**ABOUT THIS TASK**
From the records below, copy each line that has the word "fireplace" in it.

**INPUT**
===============
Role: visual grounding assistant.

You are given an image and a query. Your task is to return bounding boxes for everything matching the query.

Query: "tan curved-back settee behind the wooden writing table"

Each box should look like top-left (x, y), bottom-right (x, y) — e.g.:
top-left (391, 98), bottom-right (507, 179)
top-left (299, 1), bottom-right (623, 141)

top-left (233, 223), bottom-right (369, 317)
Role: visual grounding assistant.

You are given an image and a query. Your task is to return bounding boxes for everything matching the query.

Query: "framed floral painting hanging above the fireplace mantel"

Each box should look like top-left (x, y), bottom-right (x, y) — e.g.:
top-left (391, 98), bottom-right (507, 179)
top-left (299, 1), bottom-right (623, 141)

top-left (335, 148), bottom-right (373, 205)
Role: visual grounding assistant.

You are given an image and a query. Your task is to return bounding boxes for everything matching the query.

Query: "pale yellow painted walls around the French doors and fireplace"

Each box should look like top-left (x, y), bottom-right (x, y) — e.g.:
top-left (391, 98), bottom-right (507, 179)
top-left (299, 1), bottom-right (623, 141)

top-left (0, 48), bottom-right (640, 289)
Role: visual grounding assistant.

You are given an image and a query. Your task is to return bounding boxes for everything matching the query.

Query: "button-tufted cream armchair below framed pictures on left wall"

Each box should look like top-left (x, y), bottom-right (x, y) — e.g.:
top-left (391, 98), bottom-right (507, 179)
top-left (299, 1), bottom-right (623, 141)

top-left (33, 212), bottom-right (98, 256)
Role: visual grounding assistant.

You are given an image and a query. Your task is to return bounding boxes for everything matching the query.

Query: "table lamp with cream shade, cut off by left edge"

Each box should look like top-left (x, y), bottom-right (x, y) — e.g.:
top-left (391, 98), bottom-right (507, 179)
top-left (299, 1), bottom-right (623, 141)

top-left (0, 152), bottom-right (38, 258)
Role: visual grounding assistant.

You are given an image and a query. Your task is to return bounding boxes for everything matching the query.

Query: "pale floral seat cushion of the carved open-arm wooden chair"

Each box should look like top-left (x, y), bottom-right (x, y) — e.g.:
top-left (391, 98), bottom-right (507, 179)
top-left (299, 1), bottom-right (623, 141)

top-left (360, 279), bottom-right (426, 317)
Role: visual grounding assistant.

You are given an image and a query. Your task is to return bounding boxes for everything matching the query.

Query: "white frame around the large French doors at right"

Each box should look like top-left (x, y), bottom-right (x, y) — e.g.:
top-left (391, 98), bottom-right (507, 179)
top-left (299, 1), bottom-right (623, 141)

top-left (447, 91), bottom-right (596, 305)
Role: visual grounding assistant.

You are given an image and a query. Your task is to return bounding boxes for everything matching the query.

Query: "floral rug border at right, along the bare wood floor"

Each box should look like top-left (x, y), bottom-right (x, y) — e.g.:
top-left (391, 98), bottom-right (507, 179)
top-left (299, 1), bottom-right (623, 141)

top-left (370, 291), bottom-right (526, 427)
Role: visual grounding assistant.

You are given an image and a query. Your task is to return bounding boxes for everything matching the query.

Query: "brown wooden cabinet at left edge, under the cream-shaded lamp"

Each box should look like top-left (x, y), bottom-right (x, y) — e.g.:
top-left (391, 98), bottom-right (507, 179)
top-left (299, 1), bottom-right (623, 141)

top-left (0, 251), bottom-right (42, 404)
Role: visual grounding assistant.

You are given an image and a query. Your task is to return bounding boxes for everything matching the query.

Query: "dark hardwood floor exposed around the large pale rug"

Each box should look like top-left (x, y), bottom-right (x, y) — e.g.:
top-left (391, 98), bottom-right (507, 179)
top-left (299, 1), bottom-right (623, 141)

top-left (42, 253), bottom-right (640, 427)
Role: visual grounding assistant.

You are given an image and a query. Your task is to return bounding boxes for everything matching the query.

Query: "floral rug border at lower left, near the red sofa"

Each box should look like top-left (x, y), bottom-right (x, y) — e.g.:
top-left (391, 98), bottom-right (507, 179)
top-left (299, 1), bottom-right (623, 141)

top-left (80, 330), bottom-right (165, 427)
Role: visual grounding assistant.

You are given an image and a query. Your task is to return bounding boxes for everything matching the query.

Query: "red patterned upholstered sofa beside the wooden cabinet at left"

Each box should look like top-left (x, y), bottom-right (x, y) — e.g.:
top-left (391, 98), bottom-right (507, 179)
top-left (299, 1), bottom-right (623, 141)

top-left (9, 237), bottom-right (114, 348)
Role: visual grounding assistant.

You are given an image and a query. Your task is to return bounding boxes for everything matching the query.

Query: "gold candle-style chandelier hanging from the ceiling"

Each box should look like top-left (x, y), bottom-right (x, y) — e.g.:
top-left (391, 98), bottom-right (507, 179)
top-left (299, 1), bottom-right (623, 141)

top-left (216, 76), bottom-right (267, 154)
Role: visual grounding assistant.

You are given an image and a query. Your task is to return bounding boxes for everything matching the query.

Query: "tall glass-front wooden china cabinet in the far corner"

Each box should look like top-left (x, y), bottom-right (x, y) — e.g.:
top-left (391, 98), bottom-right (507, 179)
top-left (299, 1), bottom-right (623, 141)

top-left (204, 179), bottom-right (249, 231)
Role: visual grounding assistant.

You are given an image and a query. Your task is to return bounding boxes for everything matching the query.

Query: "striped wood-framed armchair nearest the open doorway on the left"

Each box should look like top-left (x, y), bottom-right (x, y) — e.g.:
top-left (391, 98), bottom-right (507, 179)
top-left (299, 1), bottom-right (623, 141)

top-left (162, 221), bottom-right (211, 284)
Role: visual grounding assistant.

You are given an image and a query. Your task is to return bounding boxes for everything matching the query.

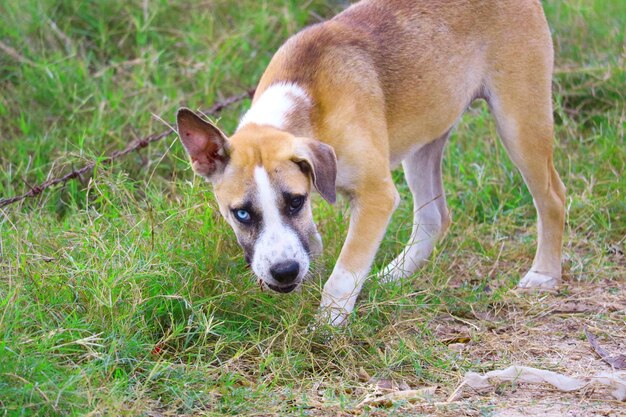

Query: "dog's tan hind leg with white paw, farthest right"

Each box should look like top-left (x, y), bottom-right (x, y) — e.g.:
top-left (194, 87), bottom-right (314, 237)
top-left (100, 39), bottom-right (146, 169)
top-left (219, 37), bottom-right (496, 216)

top-left (487, 37), bottom-right (565, 288)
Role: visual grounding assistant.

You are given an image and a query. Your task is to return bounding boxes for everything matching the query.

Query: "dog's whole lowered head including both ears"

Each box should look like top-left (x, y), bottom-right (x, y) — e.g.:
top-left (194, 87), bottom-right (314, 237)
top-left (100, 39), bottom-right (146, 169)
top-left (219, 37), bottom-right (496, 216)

top-left (177, 109), bottom-right (337, 292)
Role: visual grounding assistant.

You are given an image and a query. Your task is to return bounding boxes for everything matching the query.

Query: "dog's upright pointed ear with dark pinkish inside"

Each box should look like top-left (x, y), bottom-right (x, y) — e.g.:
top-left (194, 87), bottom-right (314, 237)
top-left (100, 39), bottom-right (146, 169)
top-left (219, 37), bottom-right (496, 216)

top-left (176, 108), bottom-right (228, 181)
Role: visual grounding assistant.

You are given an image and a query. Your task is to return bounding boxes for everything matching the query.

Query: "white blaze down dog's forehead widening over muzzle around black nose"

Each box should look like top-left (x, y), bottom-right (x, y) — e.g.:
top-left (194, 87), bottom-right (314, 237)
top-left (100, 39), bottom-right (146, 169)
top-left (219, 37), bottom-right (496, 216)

top-left (252, 167), bottom-right (309, 285)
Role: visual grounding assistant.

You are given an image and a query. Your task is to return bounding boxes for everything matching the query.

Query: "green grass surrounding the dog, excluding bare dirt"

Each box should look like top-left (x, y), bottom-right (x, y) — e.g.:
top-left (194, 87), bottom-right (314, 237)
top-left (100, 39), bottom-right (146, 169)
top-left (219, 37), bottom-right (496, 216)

top-left (0, 0), bottom-right (626, 416)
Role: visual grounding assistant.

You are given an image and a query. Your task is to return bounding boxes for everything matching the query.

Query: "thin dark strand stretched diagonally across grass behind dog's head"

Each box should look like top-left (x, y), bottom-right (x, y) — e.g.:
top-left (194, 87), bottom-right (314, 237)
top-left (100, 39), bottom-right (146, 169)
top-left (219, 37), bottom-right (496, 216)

top-left (0, 89), bottom-right (254, 208)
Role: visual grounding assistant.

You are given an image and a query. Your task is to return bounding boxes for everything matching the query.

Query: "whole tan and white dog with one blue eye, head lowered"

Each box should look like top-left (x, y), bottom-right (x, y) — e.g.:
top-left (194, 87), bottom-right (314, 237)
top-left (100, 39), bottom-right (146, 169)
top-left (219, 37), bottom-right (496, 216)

top-left (178, 0), bottom-right (565, 324)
===============
**ANSWER FOR THE TASK**
Query: "framed floral painting hanging above the fireplace mantel"
Query: "pale yellow painted walls around the French doors and fireplace"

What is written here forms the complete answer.